▶ Problem description
Give every line of the data again, unchanged, but with no pictures.

▶ Provided records
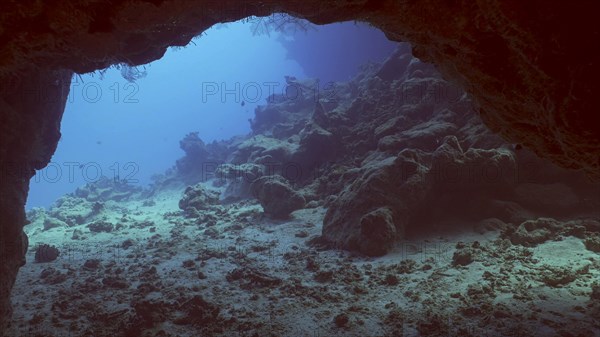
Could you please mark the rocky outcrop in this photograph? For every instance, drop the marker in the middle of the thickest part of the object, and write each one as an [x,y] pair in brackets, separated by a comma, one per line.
[200,159]
[276,196]
[239,179]
[198,198]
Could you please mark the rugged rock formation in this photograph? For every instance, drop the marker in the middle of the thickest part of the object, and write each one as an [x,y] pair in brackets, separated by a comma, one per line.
[276,196]
[520,61]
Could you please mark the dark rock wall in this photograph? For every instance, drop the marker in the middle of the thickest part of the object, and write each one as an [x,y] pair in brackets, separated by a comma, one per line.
[30,113]
[531,67]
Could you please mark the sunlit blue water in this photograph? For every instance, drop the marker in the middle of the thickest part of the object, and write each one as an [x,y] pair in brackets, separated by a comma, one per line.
[112,127]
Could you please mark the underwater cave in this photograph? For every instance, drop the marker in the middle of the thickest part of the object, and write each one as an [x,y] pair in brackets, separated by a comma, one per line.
[346,168]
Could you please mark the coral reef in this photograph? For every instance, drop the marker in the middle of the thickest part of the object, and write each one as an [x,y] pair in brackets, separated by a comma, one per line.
[46,253]
[276,196]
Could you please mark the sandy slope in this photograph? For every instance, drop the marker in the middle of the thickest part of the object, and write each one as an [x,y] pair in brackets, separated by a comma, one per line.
[247,275]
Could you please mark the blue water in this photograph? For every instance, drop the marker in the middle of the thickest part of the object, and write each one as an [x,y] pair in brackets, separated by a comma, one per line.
[114,127]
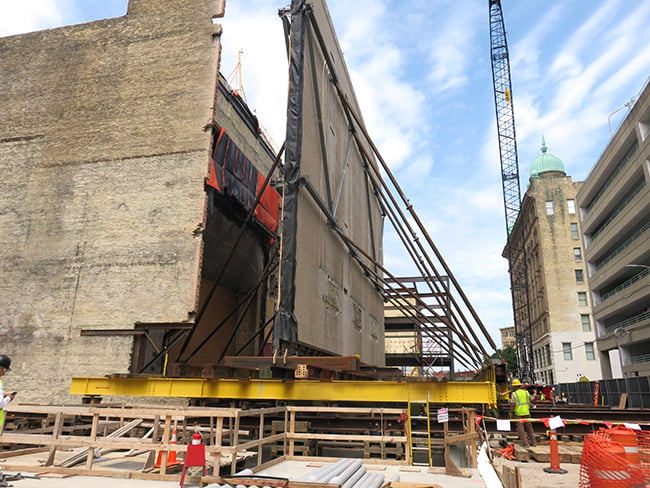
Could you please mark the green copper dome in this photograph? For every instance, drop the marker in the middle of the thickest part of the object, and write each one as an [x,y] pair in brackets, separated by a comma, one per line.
[546,164]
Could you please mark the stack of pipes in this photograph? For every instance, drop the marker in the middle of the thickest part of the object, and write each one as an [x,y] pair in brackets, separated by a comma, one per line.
[347,473]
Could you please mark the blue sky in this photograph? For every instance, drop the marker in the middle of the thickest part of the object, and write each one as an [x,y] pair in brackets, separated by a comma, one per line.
[421,71]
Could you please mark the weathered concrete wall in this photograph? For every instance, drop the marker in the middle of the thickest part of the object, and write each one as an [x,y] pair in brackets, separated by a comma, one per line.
[337,307]
[103,154]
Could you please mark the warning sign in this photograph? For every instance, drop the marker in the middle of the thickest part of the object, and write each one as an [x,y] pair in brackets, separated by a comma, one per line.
[443,415]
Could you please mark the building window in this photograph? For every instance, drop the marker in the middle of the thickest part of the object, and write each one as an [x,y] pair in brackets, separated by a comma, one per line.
[549,207]
[571,206]
[574,231]
[577,254]
[582,298]
[580,276]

▶ Result
Could you please mark the rocky outcrop in this photograph? For every instance, drop the marker in the middle of the thickest part of the object, and write each one as an [x,y] pair in brackets, separated by a comma, one per line.
[200,159]
[276,196]
[239,179]
[198,198]
Could you please mark the rugged rock formation in this photograph? For every instance, drop the marker in the middle of the thickest part of the object, and write each one as an [x,y] pair in brackets, separated by a comma, one per line.
[276,196]
[520,61]
Could you please mark the dark rock wall in this photograph? For every instance, drop the marker in the middle of the thickest part of the object, and write each one as an [x,y] pair in brackets, separated by a comma, one per line.
[30,113]
[531,67]
Could you please mark the sunlit blue water in this photograph? For every instance, drop the marker in the middle of the thickest part of the object, and write each one as an [x,y] pair in brackets, separated by a comma, one per line.
[112,127]
Could you please mark the underwater cave in this photograph? For every instance, drop the marker in the middle of the thickest part of the object, and write each one as an [x,y] pair in brackets, separated by a comma, one per line.
[346,168]
Could you please mark the coral reef in this photograph? For every instance, drop the marker in the middle of the thickest part of the object, and write each one as an [x,y] pair in brackets, separated by a comma, one per line.
[46,253]
[276,196]
Could you please mark the sandy slope in this photograph? For every instance, drop the marker in the middle of the thickest part of the object, and write each one as an [x,y] pair in brackets, separated by a comma, one per line.
[247,275]
Could you please mark the blue water in this photograph? For every instance, drop the marker in the middle of the thickest part of the object, and write each one as an [x,y] pair in brackets, separated by a comma, one per line.
[114,127]
Could you please mark the green copper dome in this photograph? For every instance, drop the marker in the middle of the thickest part of the object, and write each one as an [x,y] pair in brackets, separated by a comma, one per line.
[546,164]
Could you please mark the stack of pipes in this photograph? For every instance, drop the marker in the middle of the thickest part of the object, and write each one as an [x,y] pair in brackets, separated by a comma, one per line.
[347,473]
Could you please mark the blue sky in this photograph? For every instance, drop the marker in the middle of the thickest part of the object, and write each one as an [x,y] pair in brackets, separated by a comma, one per line.
[421,71]
Could you please mark the weathered concrete wall in this photograph? For every instance, drop the marker in the middle of the thickest part of the object, and write each one as an [x,y] pair in brackets, separated by a comma, one per line.
[337,307]
[103,154]
Could you please mark the warning sign in this photograph? For every instance, drop the marker in the middle of the thickest part of the object, and write each one as an [x,y] pair in brackets, separated by a comma, one per line.
[443,415]
Could you please mark the building window in this photograph? For every instance, drop the marker in the middle of the thickest part of the object, and write each one as an [x,y] pair in brackets, separated by a comma, one per line.
[549,207]
[571,206]
[574,231]
[577,254]
[582,298]
[580,276]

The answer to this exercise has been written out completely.